_WHAT TO DO_:
1. According to the commentary on Democrats and taxes, what percentage of American households earn $250,000 a year?
2. Condense the paragraph beginning "Since at least the 1990s" in the commentary on Democrats and taxes into a shorter version that keeps its main facts.
3. Carry on the commentary on Democrats and taxes from the point where it stops.

Will Democrats move past Reagan-era orthodoxies this Sunday?

After ceding the spotlight to the Republicans all summer and fall, the Democratic primary is finally heating up. And amazingly, the increasingly close contest has not provoked new scrutiny of necklines, haircuts, high heels, mom jeans, or bowling scores. We are not hearing rancorous fights about email servers and voter files led by people one suspects are still trying to program their VCRs. Instead, we have been blessed with a meaningful discussion of public policy.

In the lead-up the Sunday’s debate, Hilary Clinton has attacked Bernie Sanders’s single-payer “Medicare for All” plan as a “massive across-the-board tax hike on working families.” The fight is a crucial one, not only for Iowa, but for the long-term agenda of the Democratic Party. The Democrats have been in a defensive posture on taxes since the Reagan era. They see broad-based tax increases as political kryptonite, but the kinds of popular New Deal-style programs Senator Sanders is espousing are very difficult to fund without them. The Clinton/Sanders fight is once again bringing this dilemma to the forefront.

Since at least the 1990s, Democrats have been loath to advocate any new taxes on those earning less than $250,000 a year. That is, of course, an extremely generous definition of the middle class. Only 5% of American households make that much money. Calling $250,000 a year the middle class is like saying the average American man is 6’ 2”. Maybe he’d like to think so, but frankly, that’s aspirational.

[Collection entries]
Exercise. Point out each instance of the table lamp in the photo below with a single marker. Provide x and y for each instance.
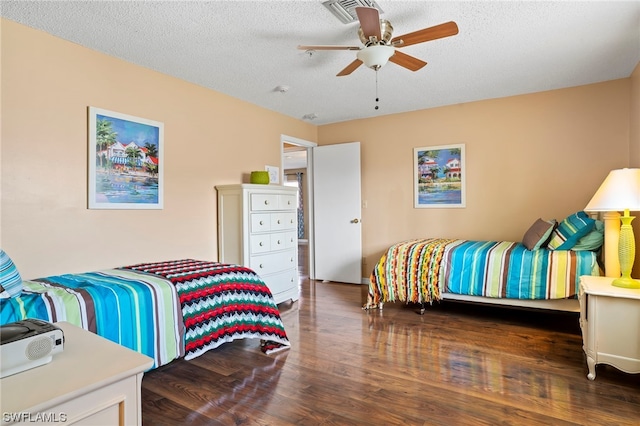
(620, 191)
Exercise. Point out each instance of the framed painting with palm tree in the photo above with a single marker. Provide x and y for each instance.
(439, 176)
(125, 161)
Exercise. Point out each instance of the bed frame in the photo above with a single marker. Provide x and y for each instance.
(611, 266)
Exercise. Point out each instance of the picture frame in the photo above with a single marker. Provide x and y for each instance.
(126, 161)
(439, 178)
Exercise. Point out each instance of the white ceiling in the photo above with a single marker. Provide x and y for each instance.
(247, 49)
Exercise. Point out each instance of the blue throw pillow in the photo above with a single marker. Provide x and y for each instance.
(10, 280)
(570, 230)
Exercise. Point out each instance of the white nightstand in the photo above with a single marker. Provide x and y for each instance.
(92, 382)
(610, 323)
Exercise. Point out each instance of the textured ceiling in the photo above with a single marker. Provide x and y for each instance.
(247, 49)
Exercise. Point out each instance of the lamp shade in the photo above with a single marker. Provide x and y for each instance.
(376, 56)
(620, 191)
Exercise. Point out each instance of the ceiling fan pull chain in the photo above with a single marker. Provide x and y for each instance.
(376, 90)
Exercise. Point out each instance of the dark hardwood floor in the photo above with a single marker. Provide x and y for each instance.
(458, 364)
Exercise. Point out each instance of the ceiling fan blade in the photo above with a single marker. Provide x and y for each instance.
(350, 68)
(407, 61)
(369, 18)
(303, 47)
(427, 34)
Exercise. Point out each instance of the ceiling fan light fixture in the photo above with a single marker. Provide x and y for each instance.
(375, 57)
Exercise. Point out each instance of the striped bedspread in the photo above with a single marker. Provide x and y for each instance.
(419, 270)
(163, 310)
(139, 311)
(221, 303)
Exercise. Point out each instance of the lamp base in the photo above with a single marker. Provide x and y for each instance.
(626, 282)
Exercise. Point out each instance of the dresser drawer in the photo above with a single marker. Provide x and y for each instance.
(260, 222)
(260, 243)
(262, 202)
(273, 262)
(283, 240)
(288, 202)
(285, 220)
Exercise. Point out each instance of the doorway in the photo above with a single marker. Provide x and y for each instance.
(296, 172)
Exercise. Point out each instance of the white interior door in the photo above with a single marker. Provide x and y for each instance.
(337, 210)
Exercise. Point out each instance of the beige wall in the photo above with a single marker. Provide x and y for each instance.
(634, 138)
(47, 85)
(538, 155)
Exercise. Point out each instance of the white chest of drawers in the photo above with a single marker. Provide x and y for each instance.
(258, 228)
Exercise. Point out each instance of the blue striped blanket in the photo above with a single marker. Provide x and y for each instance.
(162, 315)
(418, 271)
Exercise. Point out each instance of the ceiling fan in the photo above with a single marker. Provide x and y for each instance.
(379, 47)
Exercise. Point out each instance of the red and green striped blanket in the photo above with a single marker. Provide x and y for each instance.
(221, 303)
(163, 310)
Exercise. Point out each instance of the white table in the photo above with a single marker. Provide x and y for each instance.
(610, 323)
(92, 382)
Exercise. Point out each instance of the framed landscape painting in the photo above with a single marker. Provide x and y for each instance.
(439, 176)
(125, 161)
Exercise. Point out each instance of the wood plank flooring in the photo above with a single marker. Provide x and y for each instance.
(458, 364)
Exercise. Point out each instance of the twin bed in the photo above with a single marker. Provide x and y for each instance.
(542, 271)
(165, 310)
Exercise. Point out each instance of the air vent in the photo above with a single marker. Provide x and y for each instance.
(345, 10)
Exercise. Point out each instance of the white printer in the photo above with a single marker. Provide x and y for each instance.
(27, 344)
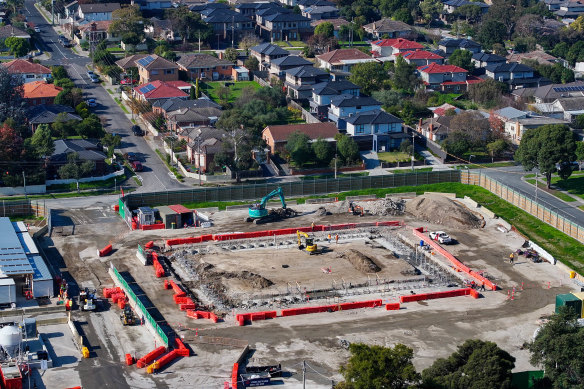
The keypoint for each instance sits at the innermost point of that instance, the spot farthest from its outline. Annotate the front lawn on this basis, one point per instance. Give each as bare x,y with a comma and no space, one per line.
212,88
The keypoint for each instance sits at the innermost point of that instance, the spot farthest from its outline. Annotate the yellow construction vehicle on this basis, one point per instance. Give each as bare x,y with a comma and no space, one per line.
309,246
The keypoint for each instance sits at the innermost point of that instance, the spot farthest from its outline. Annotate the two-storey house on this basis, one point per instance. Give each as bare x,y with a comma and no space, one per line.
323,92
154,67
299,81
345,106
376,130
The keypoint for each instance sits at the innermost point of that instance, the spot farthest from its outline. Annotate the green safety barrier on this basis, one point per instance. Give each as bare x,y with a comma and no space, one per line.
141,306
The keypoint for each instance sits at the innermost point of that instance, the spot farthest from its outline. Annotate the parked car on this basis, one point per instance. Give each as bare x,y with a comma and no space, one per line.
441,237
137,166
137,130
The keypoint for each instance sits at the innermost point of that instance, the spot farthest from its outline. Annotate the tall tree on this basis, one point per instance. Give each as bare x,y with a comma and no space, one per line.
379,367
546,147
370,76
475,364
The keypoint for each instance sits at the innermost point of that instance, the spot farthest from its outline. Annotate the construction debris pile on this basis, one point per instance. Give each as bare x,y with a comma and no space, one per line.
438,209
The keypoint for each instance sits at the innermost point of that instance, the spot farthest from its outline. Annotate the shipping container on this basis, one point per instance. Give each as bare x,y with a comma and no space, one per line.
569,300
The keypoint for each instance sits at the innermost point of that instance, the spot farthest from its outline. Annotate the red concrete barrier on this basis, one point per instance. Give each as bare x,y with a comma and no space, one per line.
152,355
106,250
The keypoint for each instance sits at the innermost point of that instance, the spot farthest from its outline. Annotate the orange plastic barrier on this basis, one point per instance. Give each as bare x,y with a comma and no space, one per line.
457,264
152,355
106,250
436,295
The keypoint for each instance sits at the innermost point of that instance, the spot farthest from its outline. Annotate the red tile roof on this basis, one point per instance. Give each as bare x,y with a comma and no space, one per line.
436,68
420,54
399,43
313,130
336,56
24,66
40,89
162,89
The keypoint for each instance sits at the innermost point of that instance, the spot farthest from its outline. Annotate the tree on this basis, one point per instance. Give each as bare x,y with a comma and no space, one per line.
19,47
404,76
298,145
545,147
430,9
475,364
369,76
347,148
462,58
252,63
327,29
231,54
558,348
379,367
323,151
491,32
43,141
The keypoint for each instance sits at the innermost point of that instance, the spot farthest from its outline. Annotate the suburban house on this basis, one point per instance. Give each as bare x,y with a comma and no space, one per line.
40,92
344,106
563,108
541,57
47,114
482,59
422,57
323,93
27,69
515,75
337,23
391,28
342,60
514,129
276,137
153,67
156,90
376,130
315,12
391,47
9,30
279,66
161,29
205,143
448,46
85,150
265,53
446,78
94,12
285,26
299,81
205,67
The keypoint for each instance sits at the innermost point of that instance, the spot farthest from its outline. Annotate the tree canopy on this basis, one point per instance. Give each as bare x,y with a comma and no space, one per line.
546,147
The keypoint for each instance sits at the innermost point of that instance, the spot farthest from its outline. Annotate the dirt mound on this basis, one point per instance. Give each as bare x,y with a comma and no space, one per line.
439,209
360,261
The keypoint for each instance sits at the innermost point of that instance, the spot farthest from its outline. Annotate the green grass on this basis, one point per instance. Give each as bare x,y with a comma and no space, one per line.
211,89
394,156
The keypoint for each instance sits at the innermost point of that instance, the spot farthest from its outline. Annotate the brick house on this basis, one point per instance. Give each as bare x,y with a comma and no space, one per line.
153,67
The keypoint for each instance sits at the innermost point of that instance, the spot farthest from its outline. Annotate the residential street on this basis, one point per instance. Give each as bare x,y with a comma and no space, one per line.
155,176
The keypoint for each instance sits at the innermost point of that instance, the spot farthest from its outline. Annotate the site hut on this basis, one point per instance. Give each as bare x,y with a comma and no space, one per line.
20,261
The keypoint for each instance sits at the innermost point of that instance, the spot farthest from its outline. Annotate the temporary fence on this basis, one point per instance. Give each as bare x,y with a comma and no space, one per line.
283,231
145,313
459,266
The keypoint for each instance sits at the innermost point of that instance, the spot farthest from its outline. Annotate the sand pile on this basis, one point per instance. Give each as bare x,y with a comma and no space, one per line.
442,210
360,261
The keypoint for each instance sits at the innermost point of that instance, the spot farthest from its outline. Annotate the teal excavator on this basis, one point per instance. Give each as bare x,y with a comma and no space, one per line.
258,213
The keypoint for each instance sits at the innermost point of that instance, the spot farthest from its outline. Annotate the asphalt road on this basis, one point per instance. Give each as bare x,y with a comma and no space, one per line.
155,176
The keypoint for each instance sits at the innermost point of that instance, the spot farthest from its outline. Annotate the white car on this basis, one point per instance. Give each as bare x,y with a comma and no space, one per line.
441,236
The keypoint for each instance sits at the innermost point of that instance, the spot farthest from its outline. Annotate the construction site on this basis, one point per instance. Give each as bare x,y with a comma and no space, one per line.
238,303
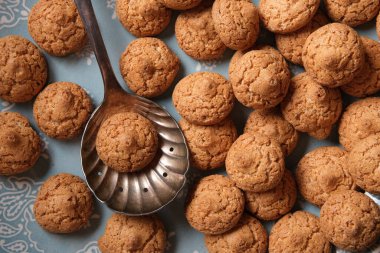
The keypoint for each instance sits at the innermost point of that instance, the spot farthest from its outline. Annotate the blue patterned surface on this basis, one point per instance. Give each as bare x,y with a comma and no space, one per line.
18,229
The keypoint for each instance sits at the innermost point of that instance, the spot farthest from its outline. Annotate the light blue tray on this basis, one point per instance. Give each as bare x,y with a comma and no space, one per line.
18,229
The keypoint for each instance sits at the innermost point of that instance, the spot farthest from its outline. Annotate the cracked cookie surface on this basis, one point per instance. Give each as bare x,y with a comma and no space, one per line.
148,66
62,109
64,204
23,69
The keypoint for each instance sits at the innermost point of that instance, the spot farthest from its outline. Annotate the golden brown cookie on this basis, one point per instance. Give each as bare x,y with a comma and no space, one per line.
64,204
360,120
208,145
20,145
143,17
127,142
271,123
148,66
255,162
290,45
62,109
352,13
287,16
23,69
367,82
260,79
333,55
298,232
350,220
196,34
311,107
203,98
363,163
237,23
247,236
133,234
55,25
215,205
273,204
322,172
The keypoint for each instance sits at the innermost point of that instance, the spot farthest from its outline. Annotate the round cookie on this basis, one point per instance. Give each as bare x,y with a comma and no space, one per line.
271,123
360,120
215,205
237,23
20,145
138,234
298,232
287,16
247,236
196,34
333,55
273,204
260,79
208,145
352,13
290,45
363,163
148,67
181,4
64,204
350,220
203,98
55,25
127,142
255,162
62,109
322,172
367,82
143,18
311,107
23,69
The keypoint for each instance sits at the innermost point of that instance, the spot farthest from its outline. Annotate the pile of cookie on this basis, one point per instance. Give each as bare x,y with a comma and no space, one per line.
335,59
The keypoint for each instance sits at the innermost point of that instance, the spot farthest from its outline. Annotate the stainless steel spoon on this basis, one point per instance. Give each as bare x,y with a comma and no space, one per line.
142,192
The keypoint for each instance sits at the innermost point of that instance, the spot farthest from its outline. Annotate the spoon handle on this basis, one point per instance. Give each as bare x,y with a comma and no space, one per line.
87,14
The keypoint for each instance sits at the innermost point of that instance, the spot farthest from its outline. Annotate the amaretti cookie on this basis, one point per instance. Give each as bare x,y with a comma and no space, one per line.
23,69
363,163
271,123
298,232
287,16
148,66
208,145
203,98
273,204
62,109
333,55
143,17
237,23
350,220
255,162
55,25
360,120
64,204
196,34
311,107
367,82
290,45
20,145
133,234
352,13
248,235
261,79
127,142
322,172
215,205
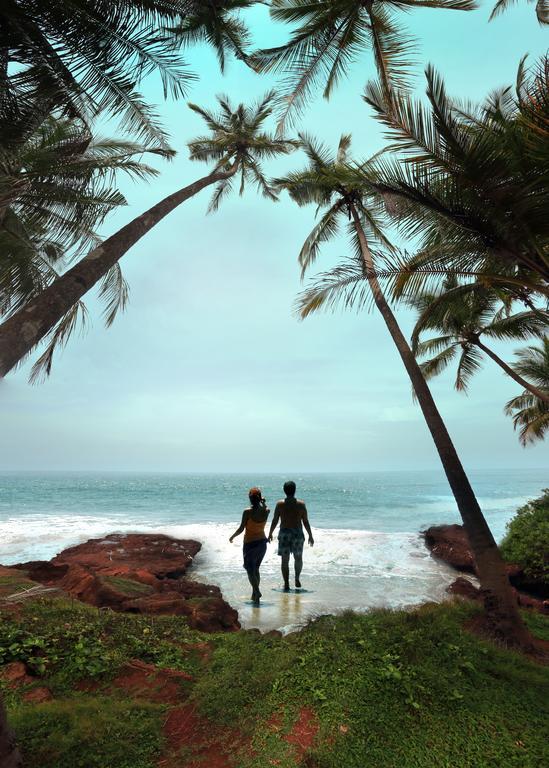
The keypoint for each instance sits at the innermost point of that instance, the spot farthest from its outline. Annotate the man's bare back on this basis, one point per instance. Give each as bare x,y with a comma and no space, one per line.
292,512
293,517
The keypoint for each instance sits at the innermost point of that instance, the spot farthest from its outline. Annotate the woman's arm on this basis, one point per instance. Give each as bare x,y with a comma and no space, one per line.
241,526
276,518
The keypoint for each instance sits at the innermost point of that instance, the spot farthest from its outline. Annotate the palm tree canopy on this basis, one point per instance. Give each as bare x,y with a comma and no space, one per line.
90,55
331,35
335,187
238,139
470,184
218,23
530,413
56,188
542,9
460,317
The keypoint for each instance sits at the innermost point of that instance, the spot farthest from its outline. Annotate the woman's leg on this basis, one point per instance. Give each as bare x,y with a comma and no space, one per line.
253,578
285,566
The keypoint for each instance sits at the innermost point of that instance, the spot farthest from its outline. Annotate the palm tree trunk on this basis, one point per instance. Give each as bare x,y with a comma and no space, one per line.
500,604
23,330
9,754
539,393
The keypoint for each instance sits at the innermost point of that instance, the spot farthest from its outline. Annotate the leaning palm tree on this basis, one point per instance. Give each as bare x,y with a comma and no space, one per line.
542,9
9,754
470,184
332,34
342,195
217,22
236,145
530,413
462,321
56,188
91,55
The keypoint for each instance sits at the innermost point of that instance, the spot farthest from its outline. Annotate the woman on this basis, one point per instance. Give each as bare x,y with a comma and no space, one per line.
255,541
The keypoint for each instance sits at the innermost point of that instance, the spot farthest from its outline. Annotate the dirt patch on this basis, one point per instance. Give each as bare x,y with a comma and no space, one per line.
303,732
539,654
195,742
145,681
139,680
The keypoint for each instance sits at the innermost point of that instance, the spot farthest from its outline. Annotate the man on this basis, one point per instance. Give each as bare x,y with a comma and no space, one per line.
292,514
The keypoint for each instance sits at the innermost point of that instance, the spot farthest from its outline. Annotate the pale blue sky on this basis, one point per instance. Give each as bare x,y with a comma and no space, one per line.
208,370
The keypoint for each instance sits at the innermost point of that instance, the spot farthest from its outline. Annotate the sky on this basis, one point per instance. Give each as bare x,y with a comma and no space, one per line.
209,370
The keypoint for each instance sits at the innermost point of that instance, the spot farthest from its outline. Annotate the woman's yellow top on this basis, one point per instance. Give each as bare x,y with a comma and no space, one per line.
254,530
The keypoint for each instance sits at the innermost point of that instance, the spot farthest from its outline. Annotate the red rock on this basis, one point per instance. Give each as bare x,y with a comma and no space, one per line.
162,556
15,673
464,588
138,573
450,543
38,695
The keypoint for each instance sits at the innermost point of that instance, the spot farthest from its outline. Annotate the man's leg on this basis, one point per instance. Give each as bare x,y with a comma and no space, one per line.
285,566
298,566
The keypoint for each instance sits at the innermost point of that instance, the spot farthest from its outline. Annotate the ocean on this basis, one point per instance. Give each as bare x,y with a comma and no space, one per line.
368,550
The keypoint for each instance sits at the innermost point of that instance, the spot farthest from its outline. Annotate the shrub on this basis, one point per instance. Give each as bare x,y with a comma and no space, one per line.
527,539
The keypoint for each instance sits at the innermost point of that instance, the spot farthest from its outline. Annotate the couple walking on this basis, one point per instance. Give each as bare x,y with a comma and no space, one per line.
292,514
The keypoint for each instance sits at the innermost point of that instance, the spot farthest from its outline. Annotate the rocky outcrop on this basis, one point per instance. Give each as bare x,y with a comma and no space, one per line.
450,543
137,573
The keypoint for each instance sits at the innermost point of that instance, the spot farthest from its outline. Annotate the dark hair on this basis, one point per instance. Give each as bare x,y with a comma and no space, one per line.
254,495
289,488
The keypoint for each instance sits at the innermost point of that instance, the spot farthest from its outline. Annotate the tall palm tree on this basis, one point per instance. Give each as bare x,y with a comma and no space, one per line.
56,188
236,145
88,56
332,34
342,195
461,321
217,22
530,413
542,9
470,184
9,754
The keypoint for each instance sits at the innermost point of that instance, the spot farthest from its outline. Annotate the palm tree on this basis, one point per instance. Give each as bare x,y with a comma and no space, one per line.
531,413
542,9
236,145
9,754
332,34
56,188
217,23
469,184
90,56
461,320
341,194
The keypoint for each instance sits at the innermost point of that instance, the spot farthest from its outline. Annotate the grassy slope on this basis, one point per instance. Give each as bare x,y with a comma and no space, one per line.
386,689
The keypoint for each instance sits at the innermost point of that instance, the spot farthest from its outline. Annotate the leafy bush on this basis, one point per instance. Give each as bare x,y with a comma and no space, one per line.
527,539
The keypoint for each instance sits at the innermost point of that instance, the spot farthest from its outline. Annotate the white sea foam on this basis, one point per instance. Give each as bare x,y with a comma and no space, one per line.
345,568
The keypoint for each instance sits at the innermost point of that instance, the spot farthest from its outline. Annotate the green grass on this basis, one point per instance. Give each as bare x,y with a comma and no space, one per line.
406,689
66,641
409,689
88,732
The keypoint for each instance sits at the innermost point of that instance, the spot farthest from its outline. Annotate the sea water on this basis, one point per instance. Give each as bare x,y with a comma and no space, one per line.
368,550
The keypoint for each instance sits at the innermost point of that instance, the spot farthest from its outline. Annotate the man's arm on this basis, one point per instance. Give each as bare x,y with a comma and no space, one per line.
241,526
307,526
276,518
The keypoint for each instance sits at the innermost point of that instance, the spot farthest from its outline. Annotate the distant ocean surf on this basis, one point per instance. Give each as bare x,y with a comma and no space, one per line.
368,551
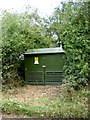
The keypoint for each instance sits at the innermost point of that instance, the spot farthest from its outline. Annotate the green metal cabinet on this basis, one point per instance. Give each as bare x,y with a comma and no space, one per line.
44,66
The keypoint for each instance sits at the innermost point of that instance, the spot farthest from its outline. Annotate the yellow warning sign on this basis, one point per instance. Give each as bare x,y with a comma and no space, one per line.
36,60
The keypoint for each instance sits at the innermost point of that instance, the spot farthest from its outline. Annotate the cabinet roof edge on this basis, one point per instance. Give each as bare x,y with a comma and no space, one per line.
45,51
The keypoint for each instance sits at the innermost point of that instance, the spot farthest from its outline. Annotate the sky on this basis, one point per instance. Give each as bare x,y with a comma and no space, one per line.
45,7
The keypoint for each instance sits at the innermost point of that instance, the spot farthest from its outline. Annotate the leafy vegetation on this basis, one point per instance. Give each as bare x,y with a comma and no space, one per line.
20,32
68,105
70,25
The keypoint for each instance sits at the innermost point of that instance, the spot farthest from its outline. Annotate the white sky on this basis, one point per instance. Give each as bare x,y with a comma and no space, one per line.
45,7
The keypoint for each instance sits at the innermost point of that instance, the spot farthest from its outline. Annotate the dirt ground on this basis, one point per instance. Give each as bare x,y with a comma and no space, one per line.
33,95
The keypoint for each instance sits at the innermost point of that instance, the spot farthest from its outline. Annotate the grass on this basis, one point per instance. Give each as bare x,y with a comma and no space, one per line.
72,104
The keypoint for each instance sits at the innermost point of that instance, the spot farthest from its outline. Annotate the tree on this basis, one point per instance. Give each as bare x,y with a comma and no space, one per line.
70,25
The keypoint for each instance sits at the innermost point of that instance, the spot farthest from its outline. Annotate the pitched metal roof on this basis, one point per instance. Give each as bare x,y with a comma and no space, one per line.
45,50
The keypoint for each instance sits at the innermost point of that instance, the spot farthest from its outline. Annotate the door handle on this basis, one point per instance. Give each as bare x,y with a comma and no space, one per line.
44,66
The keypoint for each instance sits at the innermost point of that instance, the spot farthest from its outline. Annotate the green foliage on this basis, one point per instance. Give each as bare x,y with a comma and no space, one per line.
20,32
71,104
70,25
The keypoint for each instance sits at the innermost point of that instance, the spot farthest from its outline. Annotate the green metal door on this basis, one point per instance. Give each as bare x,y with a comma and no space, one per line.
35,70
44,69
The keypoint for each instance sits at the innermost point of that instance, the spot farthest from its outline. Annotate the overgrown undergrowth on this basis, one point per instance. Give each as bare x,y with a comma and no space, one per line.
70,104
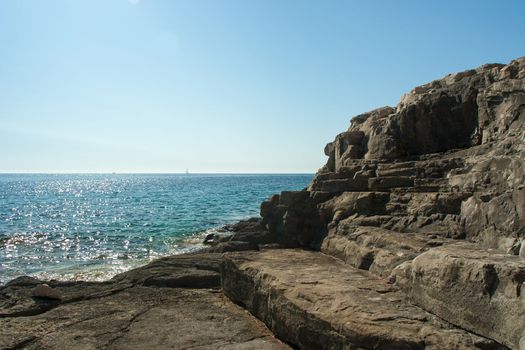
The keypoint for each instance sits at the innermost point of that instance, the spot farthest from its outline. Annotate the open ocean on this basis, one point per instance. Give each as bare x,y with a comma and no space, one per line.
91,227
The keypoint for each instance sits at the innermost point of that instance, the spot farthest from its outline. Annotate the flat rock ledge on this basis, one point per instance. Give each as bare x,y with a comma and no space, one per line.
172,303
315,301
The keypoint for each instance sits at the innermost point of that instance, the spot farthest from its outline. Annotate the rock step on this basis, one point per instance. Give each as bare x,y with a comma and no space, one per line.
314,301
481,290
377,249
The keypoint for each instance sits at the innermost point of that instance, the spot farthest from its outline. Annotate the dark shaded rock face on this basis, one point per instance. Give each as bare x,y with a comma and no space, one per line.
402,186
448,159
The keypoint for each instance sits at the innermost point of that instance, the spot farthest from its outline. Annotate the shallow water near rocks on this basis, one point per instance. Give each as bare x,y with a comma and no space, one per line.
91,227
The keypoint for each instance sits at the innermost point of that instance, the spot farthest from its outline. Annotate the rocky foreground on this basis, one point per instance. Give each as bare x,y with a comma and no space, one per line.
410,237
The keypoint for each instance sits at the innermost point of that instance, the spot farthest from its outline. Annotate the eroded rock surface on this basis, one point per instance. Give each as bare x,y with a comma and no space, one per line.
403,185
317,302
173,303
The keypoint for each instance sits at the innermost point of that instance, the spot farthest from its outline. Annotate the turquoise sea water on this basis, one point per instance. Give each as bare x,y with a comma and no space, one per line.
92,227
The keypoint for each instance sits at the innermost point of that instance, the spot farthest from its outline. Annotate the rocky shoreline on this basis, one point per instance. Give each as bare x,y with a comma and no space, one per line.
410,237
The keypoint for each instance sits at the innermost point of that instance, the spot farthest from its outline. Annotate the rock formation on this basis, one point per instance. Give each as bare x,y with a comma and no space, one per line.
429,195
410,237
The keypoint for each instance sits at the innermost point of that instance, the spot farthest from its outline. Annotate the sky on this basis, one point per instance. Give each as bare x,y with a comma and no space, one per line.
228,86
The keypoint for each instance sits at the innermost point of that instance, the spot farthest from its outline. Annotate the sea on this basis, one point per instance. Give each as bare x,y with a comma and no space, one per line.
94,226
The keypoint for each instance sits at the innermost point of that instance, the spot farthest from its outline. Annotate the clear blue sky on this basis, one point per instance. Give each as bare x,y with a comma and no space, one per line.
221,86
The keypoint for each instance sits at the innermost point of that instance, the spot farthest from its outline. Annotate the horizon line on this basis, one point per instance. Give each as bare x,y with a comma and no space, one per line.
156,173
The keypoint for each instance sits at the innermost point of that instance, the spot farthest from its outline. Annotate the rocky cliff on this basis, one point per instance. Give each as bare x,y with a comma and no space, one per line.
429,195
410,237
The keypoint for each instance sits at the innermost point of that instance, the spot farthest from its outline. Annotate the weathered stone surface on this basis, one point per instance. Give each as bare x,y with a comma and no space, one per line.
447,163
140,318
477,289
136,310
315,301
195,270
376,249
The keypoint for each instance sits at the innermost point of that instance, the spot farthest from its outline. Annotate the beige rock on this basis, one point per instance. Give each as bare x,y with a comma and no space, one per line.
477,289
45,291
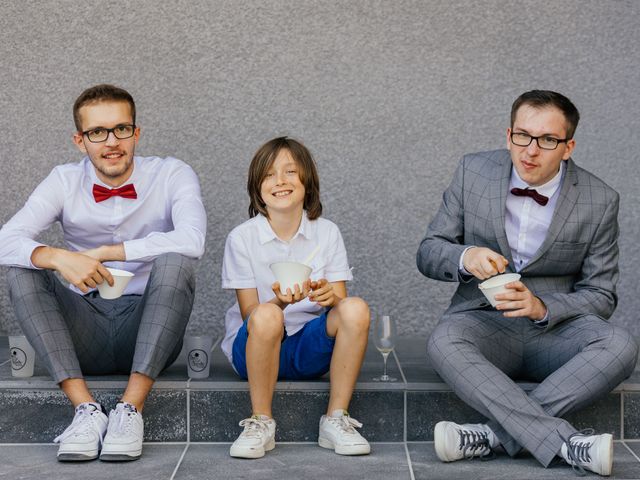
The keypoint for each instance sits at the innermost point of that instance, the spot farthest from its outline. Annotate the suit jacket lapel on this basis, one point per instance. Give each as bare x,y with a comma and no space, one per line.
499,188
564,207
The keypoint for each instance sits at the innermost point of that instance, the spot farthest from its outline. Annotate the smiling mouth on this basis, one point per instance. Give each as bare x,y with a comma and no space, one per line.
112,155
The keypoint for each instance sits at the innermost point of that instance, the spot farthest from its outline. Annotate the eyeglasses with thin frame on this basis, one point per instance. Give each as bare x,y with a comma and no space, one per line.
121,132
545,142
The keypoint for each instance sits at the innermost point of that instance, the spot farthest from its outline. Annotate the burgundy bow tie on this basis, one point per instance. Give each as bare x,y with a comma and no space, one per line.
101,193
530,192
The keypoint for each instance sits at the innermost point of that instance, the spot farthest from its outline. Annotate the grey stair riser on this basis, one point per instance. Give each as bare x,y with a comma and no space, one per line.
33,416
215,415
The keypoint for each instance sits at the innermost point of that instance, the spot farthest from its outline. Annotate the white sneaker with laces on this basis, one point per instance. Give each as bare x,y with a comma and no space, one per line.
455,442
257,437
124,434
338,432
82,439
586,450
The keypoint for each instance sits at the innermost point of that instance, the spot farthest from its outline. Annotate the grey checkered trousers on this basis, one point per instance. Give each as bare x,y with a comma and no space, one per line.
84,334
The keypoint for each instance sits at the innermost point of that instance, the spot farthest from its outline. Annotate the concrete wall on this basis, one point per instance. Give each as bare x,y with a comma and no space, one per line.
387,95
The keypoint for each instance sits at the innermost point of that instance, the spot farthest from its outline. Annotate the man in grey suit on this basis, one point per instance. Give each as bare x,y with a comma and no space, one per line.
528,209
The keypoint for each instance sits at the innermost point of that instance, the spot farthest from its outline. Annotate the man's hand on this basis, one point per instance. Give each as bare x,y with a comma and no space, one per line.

_ANSWERS TO EACH TASK_:
1. Only 5% of American households make that much.

2. Since at least the 1990s, Democrats have avoided proposing new taxes on anyone earning under $250,000 a year. That cutoff is a very generous definition of the middle class, since only 5% of American households earn that much. Calling that income middle class is as aspirational as claiming the average American man stands 6'2".

3.
Nonetheless, Hilary Clinton has taken a firm line against raising taxes on those making less than $250,000 a year, and this week released a new plan to put a 4% surcharge on incomes over $5 million. Even the socialist Sanders has shied away from broad taxes increases, saying he would support a middle-class payroll tax increase only to fund paid family leave. Most of his policies are paid for with highly progressive taxes on offshore corporate income, Wall Street, and wealthy estates.

The problem is that tax proposals aimed only at the top usually don’t raise as much money as broad-based taxes. Some progressive tax hikes would raise substantial money—for instance, raising the cap on Social Security contributions. But that’s the exception, not the rule. Clinton’s 4% surcharge would raise about $150 billion over ten years, which is not quite enough money to fund NASA. $15 billion covers a little over a week of Defense Department spending, or ten weeks of SNAP Food Stamps.

If you want a new New Deal, you probably need New Deal taxes—that is to say, you need to tax middle class people. There’s a reason that Social Security and Medicare are funded by payroll taxes, which hit all working people, rather than special taxes on the very rich. In fact, countries with more developed welfare states, like Sweden, pay for that generosity with regressive tax systems.

Unwillingness to talk about taxes on the middle class is a stumbling block for any honest discussion about the future of the social safety net. Given that Americans are proud to be taxpayers, are happy to pay for Social Security and Medicare, and have been voting for state tax increases at record rates, it may be time for elected officials to catch up with the voting public. On Sunday, we will find out whether Democratic leaders can overcome their crippling tax phobia.